**Your objective:**
Count the lines in the records below that contain the string "shirt". Reply with the number alone.

**Stored data:**
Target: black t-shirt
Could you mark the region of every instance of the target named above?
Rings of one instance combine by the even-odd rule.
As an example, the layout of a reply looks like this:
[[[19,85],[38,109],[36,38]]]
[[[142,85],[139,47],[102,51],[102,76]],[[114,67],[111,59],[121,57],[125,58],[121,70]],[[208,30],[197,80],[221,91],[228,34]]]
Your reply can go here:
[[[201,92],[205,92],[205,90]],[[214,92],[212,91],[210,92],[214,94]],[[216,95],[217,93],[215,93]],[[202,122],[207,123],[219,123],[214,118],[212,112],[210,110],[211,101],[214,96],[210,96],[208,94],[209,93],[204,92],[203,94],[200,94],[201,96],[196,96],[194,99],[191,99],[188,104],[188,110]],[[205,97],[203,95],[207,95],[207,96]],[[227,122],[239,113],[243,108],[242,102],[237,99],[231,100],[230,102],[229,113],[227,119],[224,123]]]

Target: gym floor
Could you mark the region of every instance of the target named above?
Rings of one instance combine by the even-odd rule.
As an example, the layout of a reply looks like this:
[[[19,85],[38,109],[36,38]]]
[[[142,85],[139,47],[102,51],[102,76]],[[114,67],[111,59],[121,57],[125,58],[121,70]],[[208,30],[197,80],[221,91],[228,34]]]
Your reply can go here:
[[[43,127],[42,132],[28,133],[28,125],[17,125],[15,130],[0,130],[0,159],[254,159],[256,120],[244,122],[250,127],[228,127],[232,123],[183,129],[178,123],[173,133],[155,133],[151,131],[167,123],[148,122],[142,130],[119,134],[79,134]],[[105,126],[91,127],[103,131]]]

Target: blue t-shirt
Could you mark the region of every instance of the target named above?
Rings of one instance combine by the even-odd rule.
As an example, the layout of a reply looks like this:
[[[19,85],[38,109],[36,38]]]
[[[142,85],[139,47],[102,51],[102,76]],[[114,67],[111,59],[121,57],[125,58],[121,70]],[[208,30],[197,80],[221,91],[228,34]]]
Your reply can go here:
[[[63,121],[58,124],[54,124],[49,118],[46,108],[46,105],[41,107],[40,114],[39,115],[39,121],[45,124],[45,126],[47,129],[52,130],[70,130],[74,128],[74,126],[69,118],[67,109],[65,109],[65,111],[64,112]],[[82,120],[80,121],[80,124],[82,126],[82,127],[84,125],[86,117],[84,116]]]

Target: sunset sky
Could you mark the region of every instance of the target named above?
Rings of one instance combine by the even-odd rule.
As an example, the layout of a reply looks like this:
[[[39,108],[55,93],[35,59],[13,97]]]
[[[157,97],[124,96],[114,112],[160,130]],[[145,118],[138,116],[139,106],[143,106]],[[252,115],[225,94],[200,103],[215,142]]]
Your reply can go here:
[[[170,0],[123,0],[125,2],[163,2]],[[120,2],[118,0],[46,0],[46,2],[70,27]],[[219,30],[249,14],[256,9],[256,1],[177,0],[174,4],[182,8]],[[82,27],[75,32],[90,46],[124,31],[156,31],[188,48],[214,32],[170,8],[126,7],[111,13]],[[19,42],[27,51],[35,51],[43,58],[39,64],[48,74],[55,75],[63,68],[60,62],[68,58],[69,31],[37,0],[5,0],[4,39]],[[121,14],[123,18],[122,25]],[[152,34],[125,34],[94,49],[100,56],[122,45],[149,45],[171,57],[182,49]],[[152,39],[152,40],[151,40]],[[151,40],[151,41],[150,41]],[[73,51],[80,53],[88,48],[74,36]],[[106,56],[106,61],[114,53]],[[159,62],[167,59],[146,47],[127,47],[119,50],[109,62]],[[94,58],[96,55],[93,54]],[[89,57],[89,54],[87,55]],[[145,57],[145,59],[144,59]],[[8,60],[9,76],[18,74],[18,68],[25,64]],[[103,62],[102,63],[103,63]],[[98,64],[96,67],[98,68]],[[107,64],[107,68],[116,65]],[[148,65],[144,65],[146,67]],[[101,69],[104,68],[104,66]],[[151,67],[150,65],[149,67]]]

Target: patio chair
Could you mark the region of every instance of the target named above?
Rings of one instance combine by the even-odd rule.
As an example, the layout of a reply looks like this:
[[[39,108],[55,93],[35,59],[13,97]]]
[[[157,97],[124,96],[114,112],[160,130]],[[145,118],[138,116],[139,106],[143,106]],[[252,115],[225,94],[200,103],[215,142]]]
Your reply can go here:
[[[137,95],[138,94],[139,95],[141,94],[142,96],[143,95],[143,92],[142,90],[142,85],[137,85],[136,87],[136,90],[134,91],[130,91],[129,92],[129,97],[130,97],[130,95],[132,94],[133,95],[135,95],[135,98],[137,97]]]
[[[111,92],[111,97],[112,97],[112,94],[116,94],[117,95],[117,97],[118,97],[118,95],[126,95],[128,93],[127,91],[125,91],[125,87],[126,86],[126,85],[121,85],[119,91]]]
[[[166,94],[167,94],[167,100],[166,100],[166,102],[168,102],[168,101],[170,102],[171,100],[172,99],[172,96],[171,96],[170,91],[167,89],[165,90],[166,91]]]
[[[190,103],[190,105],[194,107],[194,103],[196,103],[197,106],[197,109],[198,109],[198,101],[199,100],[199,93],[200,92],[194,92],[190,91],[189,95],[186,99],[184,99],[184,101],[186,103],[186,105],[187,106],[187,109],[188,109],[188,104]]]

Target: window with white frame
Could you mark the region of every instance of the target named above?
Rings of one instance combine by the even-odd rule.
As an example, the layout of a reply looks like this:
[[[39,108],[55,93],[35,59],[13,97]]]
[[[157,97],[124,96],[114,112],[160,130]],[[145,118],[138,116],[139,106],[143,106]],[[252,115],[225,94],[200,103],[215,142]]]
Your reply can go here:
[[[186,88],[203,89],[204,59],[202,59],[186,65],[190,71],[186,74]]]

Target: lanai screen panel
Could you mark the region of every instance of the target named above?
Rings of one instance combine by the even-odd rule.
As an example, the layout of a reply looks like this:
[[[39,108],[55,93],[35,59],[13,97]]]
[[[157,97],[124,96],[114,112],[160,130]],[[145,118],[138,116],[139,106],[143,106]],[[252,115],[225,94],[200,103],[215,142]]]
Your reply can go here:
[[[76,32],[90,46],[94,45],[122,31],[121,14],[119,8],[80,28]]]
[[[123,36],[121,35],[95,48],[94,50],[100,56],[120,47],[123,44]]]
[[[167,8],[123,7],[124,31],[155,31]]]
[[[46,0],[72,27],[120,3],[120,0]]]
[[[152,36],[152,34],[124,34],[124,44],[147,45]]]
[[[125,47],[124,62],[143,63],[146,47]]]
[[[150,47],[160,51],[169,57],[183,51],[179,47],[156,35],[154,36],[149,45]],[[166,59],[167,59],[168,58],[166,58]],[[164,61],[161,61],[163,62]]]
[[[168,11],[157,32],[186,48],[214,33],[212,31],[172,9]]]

* * *

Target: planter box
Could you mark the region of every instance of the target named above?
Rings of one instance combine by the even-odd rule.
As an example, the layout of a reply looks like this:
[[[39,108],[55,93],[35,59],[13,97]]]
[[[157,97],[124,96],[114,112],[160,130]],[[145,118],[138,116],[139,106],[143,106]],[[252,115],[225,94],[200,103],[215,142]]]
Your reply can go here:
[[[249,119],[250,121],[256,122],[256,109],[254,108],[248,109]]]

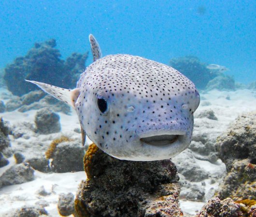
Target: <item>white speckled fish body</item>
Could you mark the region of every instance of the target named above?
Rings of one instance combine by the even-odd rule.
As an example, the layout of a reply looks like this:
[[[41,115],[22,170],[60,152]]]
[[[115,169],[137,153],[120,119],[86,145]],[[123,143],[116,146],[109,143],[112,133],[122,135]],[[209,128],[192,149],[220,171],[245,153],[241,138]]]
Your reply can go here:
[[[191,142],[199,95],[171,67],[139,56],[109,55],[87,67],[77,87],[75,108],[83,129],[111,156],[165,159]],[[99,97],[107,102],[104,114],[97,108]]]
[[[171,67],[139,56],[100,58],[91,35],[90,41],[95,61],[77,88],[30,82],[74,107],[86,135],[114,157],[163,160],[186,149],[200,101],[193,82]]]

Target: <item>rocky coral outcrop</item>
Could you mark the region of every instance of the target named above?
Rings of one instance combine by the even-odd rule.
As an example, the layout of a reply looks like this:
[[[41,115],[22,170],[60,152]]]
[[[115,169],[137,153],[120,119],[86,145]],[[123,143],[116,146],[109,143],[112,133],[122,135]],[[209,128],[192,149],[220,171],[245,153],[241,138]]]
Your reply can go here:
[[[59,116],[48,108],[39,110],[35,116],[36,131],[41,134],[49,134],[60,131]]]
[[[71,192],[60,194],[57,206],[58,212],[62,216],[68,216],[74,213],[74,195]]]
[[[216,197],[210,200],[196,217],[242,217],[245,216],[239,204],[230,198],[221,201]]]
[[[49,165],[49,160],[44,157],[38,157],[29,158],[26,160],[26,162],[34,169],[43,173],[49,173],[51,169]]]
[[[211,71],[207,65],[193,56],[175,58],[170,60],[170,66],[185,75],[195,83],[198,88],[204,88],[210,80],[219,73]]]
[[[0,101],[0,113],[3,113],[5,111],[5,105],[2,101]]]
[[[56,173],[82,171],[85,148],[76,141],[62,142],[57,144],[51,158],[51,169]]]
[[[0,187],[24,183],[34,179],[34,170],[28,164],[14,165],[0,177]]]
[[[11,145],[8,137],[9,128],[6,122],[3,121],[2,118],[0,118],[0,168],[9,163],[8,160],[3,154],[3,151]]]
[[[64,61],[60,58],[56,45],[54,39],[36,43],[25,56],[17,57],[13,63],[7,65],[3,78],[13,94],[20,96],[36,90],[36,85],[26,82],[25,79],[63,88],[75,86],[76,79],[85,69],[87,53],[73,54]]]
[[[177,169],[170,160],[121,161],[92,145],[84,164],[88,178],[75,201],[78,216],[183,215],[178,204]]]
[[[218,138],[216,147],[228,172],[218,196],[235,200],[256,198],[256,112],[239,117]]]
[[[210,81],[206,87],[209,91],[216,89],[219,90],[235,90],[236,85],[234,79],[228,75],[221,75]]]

...

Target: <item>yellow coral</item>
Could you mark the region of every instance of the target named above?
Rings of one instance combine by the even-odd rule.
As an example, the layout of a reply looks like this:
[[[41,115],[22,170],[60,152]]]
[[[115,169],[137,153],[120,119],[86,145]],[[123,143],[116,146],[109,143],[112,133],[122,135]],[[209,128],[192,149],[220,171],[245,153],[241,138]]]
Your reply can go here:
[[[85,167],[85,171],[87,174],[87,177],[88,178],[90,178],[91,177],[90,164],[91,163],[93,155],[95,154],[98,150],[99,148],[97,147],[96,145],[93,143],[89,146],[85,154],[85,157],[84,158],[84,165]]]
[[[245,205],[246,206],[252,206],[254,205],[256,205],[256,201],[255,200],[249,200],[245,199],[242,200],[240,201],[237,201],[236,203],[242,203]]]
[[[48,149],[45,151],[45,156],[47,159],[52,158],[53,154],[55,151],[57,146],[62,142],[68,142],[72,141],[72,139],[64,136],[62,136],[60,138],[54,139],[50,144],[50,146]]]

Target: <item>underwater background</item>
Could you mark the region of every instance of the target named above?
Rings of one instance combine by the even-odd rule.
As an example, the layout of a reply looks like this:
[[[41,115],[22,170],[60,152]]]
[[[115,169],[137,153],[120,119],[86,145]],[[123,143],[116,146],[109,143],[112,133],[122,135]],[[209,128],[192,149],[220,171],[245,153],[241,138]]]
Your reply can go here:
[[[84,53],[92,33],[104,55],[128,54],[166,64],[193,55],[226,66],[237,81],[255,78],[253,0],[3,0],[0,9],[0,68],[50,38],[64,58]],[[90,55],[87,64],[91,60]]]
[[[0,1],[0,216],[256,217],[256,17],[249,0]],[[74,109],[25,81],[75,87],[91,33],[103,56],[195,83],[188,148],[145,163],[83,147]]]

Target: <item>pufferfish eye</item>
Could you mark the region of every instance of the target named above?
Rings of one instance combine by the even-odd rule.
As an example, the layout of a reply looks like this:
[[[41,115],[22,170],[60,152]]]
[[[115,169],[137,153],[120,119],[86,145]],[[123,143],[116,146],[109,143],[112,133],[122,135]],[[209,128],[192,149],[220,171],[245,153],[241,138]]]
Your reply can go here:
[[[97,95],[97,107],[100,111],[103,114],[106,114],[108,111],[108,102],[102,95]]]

**Task response:**
2